# [Records shown]
►
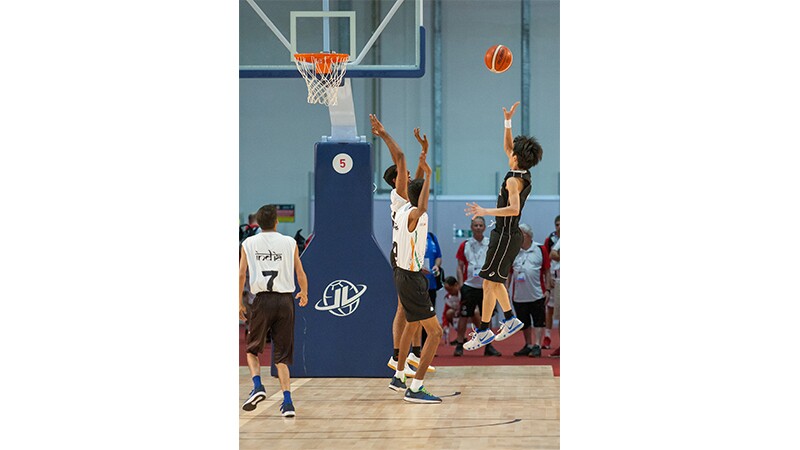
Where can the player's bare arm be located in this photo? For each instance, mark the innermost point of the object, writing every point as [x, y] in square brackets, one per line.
[423, 142]
[242, 277]
[398, 157]
[508, 138]
[302, 280]
[514, 186]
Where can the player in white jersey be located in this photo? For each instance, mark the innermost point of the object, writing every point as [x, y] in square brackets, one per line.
[271, 260]
[412, 287]
[398, 199]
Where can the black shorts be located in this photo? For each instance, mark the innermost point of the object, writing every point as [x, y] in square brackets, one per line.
[470, 298]
[530, 310]
[412, 288]
[272, 311]
[503, 249]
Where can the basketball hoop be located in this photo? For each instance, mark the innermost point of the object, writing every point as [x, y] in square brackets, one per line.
[323, 73]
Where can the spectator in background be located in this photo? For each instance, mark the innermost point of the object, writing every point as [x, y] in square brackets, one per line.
[555, 256]
[551, 301]
[529, 282]
[472, 288]
[249, 229]
[452, 304]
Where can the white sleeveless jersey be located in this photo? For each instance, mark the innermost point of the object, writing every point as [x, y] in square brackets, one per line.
[270, 262]
[410, 245]
[396, 204]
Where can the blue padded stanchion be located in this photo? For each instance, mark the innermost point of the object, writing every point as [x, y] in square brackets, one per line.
[346, 328]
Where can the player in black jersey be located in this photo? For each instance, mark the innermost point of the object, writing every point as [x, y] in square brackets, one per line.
[523, 152]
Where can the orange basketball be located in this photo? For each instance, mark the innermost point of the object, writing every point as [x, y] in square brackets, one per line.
[498, 58]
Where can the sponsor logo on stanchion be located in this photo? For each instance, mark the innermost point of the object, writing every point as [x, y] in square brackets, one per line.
[341, 298]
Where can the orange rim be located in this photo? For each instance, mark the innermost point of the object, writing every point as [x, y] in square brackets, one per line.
[322, 61]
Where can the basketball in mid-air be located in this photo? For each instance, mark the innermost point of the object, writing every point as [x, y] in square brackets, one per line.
[498, 58]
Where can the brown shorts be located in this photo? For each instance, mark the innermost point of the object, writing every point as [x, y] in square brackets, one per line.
[272, 311]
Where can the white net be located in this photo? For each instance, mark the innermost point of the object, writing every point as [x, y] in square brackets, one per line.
[323, 73]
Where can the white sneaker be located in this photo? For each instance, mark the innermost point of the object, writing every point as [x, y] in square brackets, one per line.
[507, 328]
[479, 339]
[409, 372]
[414, 362]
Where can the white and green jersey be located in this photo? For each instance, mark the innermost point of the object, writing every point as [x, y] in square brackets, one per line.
[409, 246]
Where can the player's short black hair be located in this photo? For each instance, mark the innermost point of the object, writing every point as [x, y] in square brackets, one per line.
[414, 190]
[267, 217]
[390, 175]
[528, 151]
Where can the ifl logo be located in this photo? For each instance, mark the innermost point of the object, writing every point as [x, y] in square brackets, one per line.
[341, 298]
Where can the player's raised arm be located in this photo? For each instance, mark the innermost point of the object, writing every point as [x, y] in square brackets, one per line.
[399, 159]
[514, 186]
[422, 203]
[508, 138]
[423, 141]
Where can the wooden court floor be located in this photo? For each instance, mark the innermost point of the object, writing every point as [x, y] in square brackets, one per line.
[498, 407]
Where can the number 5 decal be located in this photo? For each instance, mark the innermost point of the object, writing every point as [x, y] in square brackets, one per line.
[270, 275]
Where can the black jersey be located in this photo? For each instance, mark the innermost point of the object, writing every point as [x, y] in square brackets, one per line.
[510, 224]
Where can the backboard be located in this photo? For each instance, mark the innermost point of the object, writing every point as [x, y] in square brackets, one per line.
[384, 38]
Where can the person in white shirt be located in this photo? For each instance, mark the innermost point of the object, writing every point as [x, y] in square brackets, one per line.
[472, 289]
[399, 198]
[527, 287]
[412, 286]
[271, 261]
[555, 255]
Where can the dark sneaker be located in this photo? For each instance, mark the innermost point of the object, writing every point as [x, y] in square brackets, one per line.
[398, 385]
[524, 351]
[256, 395]
[421, 396]
[287, 409]
[491, 351]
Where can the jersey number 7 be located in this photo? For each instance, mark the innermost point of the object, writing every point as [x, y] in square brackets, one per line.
[270, 275]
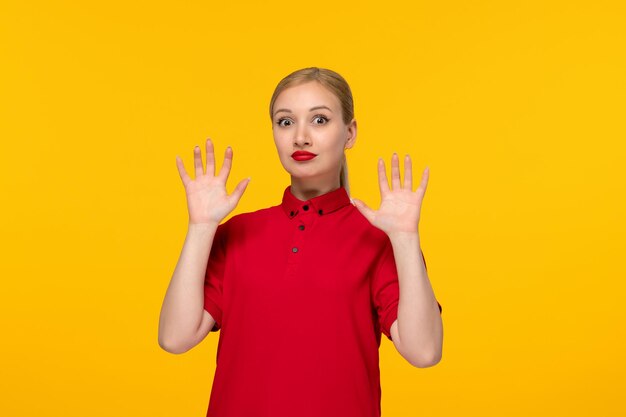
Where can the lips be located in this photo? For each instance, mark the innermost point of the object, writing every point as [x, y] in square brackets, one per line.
[303, 155]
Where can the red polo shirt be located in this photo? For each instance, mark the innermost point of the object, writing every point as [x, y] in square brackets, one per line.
[301, 292]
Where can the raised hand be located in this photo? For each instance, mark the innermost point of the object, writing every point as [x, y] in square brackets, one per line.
[400, 206]
[207, 200]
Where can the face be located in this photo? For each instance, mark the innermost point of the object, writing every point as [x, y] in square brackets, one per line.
[308, 117]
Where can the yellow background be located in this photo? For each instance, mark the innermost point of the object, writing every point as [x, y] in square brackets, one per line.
[517, 107]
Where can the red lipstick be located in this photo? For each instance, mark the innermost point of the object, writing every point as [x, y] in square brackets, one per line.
[303, 155]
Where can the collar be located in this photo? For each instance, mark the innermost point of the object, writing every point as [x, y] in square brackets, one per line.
[322, 204]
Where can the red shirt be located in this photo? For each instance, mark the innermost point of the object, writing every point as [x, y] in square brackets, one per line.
[301, 292]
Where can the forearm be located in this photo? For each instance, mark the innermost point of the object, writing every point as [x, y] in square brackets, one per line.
[181, 313]
[420, 329]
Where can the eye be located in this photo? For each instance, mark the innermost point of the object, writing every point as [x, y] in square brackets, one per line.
[321, 116]
[279, 122]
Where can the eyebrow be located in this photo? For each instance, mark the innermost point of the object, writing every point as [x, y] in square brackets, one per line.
[311, 109]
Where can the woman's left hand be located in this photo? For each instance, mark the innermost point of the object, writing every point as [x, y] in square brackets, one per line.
[400, 206]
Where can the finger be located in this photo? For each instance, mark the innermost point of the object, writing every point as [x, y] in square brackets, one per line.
[197, 161]
[210, 157]
[383, 183]
[239, 189]
[228, 161]
[364, 209]
[395, 172]
[425, 176]
[408, 173]
[181, 171]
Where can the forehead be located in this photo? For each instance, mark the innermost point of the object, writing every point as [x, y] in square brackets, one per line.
[302, 97]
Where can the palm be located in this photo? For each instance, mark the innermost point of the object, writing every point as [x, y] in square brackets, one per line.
[207, 199]
[400, 207]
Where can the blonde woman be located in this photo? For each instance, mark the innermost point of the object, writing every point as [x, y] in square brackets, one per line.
[303, 290]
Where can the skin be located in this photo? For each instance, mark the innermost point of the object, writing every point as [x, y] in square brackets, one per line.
[417, 334]
[303, 129]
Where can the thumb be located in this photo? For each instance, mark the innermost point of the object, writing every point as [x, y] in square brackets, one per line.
[364, 209]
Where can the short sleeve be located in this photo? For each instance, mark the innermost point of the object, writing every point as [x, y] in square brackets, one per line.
[214, 277]
[385, 289]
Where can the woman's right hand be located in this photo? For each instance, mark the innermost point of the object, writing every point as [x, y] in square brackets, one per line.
[207, 200]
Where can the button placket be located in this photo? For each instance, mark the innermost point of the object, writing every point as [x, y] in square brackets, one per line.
[305, 218]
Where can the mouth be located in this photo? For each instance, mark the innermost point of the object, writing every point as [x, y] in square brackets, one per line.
[303, 155]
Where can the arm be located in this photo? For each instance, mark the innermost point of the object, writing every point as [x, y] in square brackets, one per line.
[183, 322]
[417, 333]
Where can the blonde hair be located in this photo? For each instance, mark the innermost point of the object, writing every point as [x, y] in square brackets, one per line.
[337, 85]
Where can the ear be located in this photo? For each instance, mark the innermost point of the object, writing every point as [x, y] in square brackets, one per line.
[351, 134]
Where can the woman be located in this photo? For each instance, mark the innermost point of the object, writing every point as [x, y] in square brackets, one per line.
[303, 290]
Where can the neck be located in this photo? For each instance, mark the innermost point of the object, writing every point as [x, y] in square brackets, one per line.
[305, 189]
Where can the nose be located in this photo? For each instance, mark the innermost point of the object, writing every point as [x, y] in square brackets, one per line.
[302, 137]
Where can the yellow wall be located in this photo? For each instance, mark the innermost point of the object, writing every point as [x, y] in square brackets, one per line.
[517, 107]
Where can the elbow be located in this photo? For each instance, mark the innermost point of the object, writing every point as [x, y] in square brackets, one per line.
[171, 345]
[425, 360]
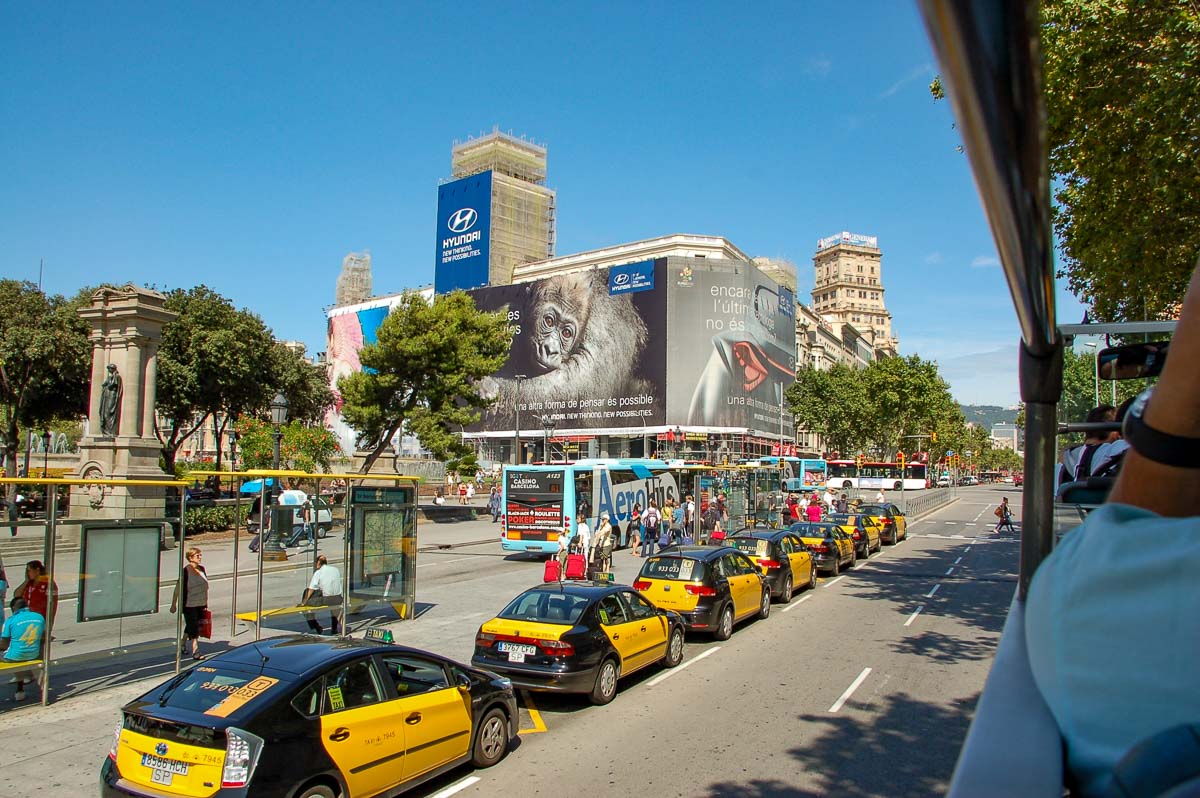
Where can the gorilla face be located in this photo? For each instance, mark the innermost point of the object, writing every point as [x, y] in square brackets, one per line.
[556, 336]
[562, 309]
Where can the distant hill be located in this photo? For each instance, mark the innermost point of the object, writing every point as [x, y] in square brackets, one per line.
[988, 414]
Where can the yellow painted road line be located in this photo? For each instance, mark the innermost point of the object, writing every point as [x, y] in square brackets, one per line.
[539, 725]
◄
# [Exercise]
The answer must be an exact copy of the lines from the one that holds "Where can the nose" through the end of the data, both included, with no pictures.

# [Result of this task]
Where can the nose be located in this photo? For each instance, mark the innermost point of the object, writing every point as [x, y] in square brackets, one per line.
[302, 137]
Where can the yellow wall be located in this photo? For each instance, mark the innermost point of the object, writing every point as [x, y] in square brackets, one per line.
[517, 107]
Where can the elbow be located in this photo? For each instance, mark the innermost point of the object, writing every point as [x, y] in square brackets, one per line.
[171, 345]
[425, 360]
Where can the gorilla face be located in this photo? For each instance, mark the innermost point of the object, writing every point as [x, y] in square brackets, one per line.
[556, 336]
[562, 309]
Where can the distant hill be located in this photo? For each instance, mark the innermost point of the object, writing every point as [x, y] in square brackets, one per line.
[988, 414]
Where can the yellow painted road line be located in this photo? For each instance, mark the innermost point of the object, writing every point as [x, y] in square brackets, one per line.
[539, 725]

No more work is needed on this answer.